PROBLEM STATEMENT:
Do these statements agree with the B-school salary article? Answer yes or no for each, quoting the deciding words. 1. Shatakshi Sharma graduated from the Indian School of Business in 2019. 2. The article says the media alone created the notion of "doubling the salary." 3. The LinkedIn post addresses a 20 lakh package at top B-schools in India.

PASSAGE SHOWN:
------------------------------------

The Reality Of B-Schools Salary Packages

B-school

Pursuing an MBA programme is one of the most in-demand choices for students worldwide. One of the key reasons students opt for an MBA degree is to ‘get higher pay packages. No doubt having an MBA degree can equip you with the right management and leadership skills that can be used in upgrading career opportunities. However, this notion of ‘doubling the salary’ is primarily created by the media and also in part by the inflated placement reports of some not-very-ethical business schools.

Recently, in a LinkedIn post Shatakshi Sharma, co-founder and co-CEO of Global Governance Initiative, unveils the reality of a 40 lakh package at top B-schools in India. Shatakshi herself graduated from the Indian School of Business back in 2019 and shared with her audience the reality of flashy MBA packages. 

“In this career insight, I will be uncovering the reality of inflated CTCs, their break-up, and the actual in-hand salary to kill the much-needed information asymmetry in society,” She wrote in her viral LinkedIn post. Here’s what she has to share:

1. Culture of Inflated CTC

Let’s start with facts.

------------------------------------

DATA BELOW:
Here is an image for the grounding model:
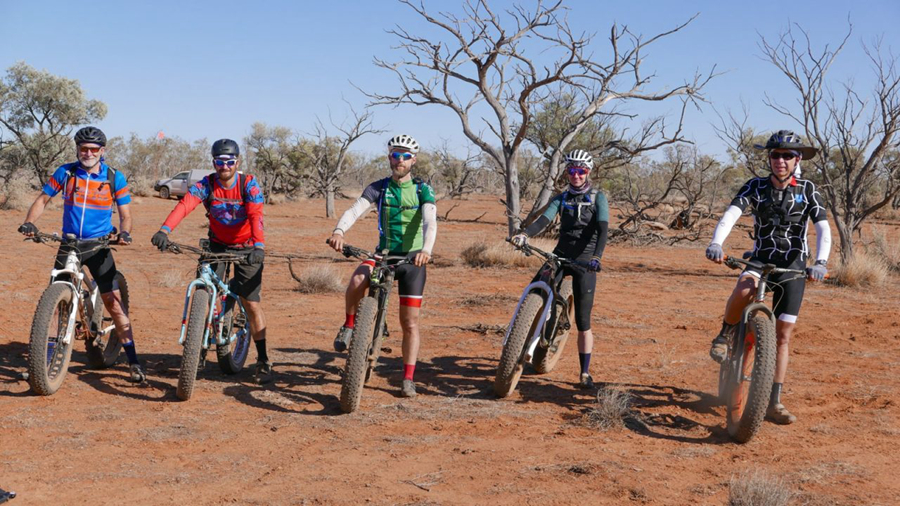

------------------------------------

TASK RESULT:
1. Yes: "Shatakshi herself graduated from the Indian School of Business back in 2019"
2. No: "primarily created by the media and also in part by the inflated placement reports of some not-very-ethical business schools"
3. No: "unveils the reality of a 40 lakh package at top B-schools in India"